- **Records to use**
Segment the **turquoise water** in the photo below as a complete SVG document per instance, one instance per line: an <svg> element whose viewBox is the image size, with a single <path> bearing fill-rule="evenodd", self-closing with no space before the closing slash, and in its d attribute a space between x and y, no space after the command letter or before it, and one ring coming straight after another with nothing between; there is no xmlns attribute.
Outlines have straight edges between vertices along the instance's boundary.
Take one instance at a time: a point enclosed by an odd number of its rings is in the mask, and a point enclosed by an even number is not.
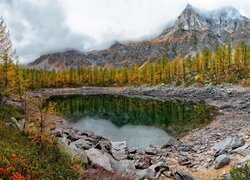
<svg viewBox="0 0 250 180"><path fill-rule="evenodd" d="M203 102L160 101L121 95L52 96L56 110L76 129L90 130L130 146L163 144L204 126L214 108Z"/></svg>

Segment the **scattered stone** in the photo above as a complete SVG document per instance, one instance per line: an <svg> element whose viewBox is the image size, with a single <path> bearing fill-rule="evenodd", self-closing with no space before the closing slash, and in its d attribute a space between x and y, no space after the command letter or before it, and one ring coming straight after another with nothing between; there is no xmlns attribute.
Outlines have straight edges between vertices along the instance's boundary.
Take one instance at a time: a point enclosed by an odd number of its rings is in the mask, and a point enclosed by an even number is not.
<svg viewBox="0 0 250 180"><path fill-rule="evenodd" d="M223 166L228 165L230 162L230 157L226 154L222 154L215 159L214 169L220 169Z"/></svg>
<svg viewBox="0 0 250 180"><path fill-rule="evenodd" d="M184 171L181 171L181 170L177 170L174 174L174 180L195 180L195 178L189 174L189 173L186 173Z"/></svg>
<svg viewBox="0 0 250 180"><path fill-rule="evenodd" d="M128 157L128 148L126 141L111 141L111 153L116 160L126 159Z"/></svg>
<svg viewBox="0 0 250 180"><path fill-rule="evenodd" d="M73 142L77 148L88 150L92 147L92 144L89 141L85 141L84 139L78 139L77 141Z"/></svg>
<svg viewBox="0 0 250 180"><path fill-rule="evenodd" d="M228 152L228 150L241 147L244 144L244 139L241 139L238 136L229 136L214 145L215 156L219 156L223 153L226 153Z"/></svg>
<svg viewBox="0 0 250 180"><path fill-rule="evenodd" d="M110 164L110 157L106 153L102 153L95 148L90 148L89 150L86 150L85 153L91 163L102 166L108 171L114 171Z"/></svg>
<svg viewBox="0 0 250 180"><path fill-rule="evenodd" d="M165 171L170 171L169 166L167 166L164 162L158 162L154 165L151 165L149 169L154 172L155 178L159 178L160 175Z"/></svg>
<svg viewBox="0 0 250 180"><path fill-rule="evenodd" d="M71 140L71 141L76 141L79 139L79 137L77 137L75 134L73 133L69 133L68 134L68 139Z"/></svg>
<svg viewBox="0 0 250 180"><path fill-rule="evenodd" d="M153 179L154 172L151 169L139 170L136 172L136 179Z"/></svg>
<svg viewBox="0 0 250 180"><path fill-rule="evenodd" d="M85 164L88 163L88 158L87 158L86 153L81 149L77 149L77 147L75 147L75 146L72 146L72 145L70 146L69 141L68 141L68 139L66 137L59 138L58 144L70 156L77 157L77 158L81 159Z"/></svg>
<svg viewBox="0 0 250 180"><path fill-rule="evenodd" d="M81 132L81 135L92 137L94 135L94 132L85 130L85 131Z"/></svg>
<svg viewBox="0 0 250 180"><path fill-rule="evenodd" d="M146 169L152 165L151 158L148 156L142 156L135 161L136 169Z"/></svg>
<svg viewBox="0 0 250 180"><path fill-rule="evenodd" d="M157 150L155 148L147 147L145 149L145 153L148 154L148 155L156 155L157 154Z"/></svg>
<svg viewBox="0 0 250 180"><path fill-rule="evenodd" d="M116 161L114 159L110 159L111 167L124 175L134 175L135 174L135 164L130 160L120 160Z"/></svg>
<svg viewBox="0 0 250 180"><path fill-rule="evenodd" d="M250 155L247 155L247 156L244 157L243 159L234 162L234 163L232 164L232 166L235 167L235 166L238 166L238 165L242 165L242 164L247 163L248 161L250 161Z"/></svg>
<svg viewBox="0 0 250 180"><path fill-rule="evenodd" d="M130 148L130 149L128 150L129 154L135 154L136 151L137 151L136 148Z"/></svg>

- **Required work**
Copy all the entries again, swapping "straight edges" for "line segments" and changing nothing else. Leave the pictures out.

- **Completed exercise**
Segment the **turquoise water** in the photo below as a complete SVG document per instance, one instance per line: an <svg> element whose viewBox is the image size, with a single <path> bearing fill-rule="evenodd", self-closing with no space before the closing slash, and in its d attribute a space between x and y, no space after the command letter or before it, and one ring coming straight after another with nothing between; there is no xmlns attribute.
Outlines have line segments between vertices along the instance's boundary.
Take one instance at a time: a point enclosed by an odd number of its rings is in the mask, and a point enclosed by an even number is not.
<svg viewBox="0 0 250 180"><path fill-rule="evenodd" d="M203 102L160 101L121 95L52 96L56 110L76 129L90 130L130 146L163 144L204 126L214 108Z"/></svg>

Segment the **scattered stone** in the photo above as a complete SVG document per instance, one instance per line: an <svg> element whose viewBox is the image size, with a single <path> bearing fill-rule="evenodd", self-closing with no space before the closing slash, and in its d attribute a space between x and y, no space after the command letter or before it, and one ring coming straight after another with nothing between; there is no xmlns attribute.
Outlines have line segments between vertices along the instance's boundary.
Take one instance at a time: a point enclosed by an odd number of its rings is in the mask, and a point enclosed by an even number is not.
<svg viewBox="0 0 250 180"><path fill-rule="evenodd" d="M223 166L228 165L230 162L230 157L226 154L222 154L215 159L214 169L220 169Z"/></svg>
<svg viewBox="0 0 250 180"><path fill-rule="evenodd" d="M184 171L181 171L181 170L177 170L174 174L174 180L195 180L195 178L189 174L189 173L186 173Z"/></svg>
<svg viewBox="0 0 250 180"><path fill-rule="evenodd" d="M128 157L128 148L126 141L111 141L111 153L116 160L126 159Z"/></svg>
<svg viewBox="0 0 250 180"><path fill-rule="evenodd" d="M73 142L77 148L88 150L92 147L92 144L89 141L85 141L84 139L78 139L77 141Z"/></svg>
<svg viewBox="0 0 250 180"><path fill-rule="evenodd" d="M228 152L228 150L241 147L244 144L244 139L241 139L238 136L229 136L214 145L215 156L219 156L223 153L226 153Z"/></svg>
<svg viewBox="0 0 250 180"><path fill-rule="evenodd" d="M110 164L110 157L106 153L102 153L95 148L90 148L89 150L86 150L85 153L91 163L102 166L108 171L114 171Z"/></svg>
<svg viewBox="0 0 250 180"><path fill-rule="evenodd" d="M165 171L170 171L169 166L167 166L164 162L158 162L154 165L151 165L149 169L154 172L155 178L159 178L160 175Z"/></svg>
<svg viewBox="0 0 250 180"><path fill-rule="evenodd" d="M71 140L71 141L76 141L79 139L79 137L77 137L75 134L73 133L69 133L68 134L68 139Z"/></svg>
<svg viewBox="0 0 250 180"><path fill-rule="evenodd" d="M153 179L154 172L151 169L139 170L136 172L136 179Z"/></svg>
<svg viewBox="0 0 250 180"><path fill-rule="evenodd" d="M85 164L88 163L88 158L87 158L86 153L81 149L77 149L77 147L75 147L75 146L72 146L72 145L70 146L69 141L68 141L68 139L66 137L59 138L58 144L70 156L77 157L77 158L81 159Z"/></svg>
<svg viewBox="0 0 250 180"><path fill-rule="evenodd" d="M81 132L81 135L92 137L94 135L94 132L85 130L85 131Z"/></svg>
<svg viewBox="0 0 250 180"><path fill-rule="evenodd" d="M146 169L152 165L151 158L148 156L142 156L135 161L136 169Z"/></svg>
<svg viewBox="0 0 250 180"><path fill-rule="evenodd" d="M157 150L155 148L147 147L145 149L145 153L148 154L148 155L156 155L157 154Z"/></svg>
<svg viewBox="0 0 250 180"><path fill-rule="evenodd" d="M116 161L114 159L110 159L111 167L124 175L134 175L135 174L135 164L130 160L120 160Z"/></svg>
<svg viewBox="0 0 250 180"><path fill-rule="evenodd" d="M250 155L247 155L247 156L244 157L243 159L234 162L234 163L232 164L232 166L235 167L235 166L238 166L238 165L242 165L242 164L247 163L248 161L250 161Z"/></svg>
<svg viewBox="0 0 250 180"><path fill-rule="evenodd" d="M130 148L130 149L128 150L129 154L135 154L136 151L137 151L136 148Z"/></svg>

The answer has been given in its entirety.